(A block of data)
====
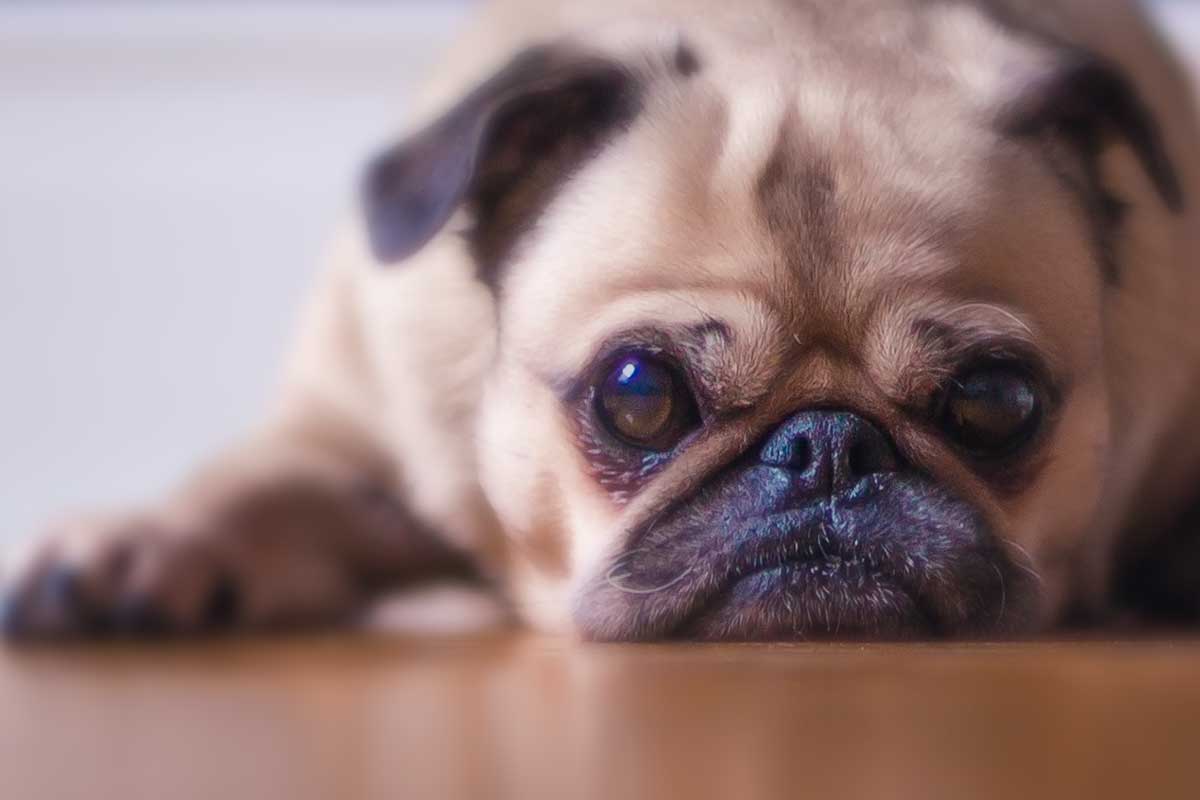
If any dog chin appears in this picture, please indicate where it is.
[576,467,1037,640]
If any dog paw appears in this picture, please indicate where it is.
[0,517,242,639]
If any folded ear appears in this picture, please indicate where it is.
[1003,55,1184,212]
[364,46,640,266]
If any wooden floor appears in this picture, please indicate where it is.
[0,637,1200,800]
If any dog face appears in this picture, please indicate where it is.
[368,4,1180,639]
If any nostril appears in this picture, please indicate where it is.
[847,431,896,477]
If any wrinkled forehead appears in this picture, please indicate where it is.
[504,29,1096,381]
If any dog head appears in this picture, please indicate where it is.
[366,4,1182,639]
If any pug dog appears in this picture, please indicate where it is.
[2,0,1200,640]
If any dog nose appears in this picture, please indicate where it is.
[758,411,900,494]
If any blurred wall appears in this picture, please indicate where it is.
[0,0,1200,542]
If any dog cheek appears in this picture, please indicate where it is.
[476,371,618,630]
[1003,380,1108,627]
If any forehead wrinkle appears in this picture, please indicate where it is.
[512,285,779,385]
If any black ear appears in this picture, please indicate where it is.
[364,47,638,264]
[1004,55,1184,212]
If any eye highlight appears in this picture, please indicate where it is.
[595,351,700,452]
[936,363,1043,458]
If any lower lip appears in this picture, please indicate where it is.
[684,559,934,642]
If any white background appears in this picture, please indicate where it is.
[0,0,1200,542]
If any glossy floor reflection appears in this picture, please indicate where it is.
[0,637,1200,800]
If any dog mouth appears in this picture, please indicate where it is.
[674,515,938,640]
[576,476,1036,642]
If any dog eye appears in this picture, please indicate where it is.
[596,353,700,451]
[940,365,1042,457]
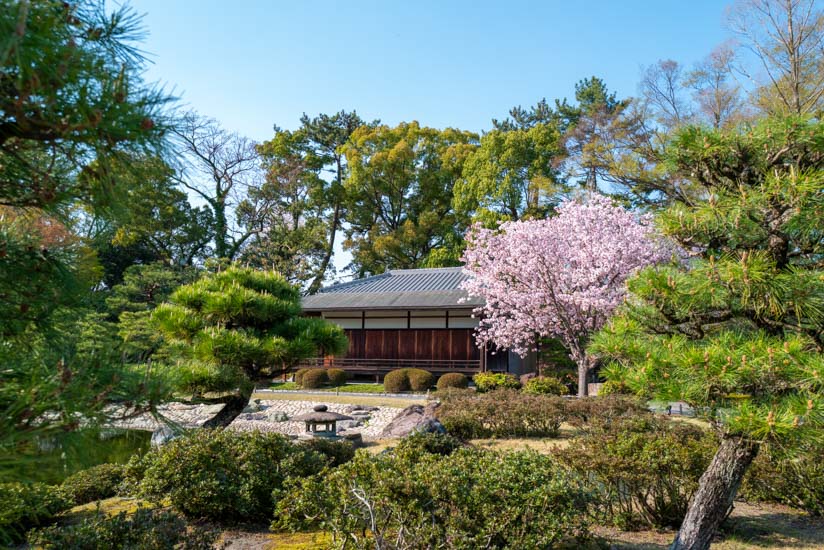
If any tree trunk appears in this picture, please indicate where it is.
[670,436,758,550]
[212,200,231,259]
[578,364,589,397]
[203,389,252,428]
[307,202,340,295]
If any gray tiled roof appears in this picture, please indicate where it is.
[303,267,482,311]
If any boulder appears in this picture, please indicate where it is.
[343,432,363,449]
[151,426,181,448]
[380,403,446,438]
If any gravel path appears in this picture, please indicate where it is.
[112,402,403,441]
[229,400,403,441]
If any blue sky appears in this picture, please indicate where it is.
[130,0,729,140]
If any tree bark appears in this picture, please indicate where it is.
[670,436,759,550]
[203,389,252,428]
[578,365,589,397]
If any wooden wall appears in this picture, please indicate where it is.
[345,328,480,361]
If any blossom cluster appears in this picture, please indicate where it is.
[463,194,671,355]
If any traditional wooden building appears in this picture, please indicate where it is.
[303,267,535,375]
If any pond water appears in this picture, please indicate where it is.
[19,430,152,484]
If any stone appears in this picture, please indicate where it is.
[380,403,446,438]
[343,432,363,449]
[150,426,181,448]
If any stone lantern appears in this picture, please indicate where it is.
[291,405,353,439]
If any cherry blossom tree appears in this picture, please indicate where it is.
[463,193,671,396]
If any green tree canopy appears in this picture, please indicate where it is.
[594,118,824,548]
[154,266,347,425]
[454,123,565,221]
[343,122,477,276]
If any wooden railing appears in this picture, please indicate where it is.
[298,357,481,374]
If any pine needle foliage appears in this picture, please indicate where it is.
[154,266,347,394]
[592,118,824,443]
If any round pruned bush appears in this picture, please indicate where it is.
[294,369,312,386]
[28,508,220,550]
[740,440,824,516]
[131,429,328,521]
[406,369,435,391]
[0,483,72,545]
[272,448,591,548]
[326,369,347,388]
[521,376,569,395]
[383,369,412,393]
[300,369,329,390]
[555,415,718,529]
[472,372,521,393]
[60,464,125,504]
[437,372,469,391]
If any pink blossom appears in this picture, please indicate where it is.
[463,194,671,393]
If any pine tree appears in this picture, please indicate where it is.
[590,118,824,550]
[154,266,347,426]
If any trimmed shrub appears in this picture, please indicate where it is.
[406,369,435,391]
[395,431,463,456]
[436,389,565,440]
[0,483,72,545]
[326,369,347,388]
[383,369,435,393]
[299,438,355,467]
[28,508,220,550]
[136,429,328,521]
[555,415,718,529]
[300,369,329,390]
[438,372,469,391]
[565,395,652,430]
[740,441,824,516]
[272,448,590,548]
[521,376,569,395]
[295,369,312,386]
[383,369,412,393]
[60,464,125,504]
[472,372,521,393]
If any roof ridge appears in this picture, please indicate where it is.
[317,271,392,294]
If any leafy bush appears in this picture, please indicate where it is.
====
* [Problem requirements]
Can you retype the lines of the material above, beginning at the line that contains "If any eye highlight" and stopping after the line that contains "[940,365,1042,457]"?

* [Solution to this exercise]
If any eye highlight appears in this picture, please indicate where it is.
[595,351,700,452]
[936,363,1043,458]
If any lower lip appears in this picture, please indicate where it is.
[684,559,934,642]
If any white background appears in this picture, please indicate where it is.
[0,0,1200,542]
If any glossy floor reflection appears in this picture, please indicate where it is.
[0,637,1200,800]
If any dog mouth appears in this picture, please indicate where it is.
[674,515,938,640]
[576,476,1036,642]
If any dog eye appears in this picture, please indicate where it is.
[596,353,700,451]
[940,365,1042,457]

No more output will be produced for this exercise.